Required work =
Answer from the passage on Turkey's foreign policy:
1. Which country has been Turkey's chief arms supplier for decades?
2. What post does Ayhan Kaya hold?
3. How much trade does the passage give for Turkey and Iran?

Today, Turkey’s foreign policy is emblematic of an again powerful country defining itself in the post-Cold War era. However, though it is expanding its influence in the region, Turkey does not see itself as turning its back on the EU. Rather, Turkey sees itself as extending the EU’s transformative power while at the same time finding new markets for its own growing production.
“If you look at the situation 20 years ago when Turkey had tension with Greece, tension with Bulgaria, tension with Russia, active hostility towards Syria, the situation has eased,” says Andrew Finkel, a British journalist who has worked in Turkey for 20 years. “Of course one of the main objectives of the foreign policy is to ease the wheels of commerce.”
Turkey may be frustrated with the slowness of its EU accession process, but half its trade is still with the EU and the number of European businesses in Turkey are growing. The US has remained Turkey’s chief arms supplier for decades.
One of the most obvious ways Turkey has shown its ability to win hearts and minds is its famous soap operas, which have become popular with millions of viewers in the Middle East. “My impression is that these people are hooked not because Turkey is a moderate Islamic country,” says Ayhan Kaya, a professor of International Relations at Istanbul’s Bilgi University.
“People are hooked by the soap operas because they give a rather European perspective of Turkey to Middle Eastern countries. This is why Turkey is becoming so magnetic.”
The soap operas raise issues such as premarital sex, children born out of wedlock, spousal abuse, romance and love. These are issues not openly talked about in the majority of the Arab world, yet Turkey is bringing them out in the open and forcing them into the discourse of family life.
While Turkey tries to foster good relations and serve as a negotiator, the limits of its “zero problem” foreign policy are at the same time being tested. Despite the Iran swap deal, Western countries are pressing ahead with sanctions for the regime. With more than $10 billion in trade and Turkey’s second-biggest energy supplier, Ankara has long tried to serve as a negotiator in the conflict between Iran and the West, despite being accused of stalling sanctions.

Dataset excerpts =
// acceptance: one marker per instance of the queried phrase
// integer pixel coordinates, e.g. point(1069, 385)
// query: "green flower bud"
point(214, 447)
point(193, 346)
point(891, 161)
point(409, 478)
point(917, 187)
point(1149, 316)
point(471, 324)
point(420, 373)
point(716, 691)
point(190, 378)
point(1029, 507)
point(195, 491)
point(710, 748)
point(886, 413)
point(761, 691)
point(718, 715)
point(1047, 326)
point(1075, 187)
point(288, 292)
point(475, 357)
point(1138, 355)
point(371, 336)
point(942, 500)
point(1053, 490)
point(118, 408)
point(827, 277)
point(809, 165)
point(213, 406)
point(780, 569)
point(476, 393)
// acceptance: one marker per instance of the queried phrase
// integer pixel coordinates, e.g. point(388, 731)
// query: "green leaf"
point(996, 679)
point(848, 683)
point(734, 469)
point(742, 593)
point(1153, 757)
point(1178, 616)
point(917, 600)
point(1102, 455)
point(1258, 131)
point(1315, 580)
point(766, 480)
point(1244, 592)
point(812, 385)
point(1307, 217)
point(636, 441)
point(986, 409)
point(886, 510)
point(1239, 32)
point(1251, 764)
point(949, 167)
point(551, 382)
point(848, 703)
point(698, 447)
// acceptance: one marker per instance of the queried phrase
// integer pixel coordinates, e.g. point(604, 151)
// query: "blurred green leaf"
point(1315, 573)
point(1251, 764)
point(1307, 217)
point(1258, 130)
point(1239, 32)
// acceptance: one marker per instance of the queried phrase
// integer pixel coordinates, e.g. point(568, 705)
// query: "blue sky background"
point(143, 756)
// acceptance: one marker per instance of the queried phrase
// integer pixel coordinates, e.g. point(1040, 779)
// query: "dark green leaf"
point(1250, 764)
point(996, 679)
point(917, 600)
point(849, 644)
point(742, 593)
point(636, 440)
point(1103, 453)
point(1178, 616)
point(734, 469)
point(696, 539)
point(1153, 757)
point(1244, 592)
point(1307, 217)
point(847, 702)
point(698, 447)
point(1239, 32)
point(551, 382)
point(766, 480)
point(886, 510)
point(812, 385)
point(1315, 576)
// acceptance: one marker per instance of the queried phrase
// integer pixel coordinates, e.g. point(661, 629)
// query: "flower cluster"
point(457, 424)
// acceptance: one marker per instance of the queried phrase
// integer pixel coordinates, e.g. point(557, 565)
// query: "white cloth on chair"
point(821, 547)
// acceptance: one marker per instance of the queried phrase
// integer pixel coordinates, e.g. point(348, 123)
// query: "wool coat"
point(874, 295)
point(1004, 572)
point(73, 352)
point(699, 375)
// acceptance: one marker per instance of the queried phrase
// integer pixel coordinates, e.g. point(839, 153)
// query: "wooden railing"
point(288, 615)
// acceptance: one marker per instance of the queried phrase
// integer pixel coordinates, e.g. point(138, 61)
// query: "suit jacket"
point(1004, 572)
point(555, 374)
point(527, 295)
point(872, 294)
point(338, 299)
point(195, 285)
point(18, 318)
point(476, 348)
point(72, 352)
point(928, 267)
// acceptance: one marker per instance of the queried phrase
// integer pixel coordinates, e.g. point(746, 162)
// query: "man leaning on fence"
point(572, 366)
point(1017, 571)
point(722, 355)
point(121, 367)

Result of this task =
1. The US.
2. Professor of International Relations at Istanbul's Bilgi University.
3. More than $10 billion.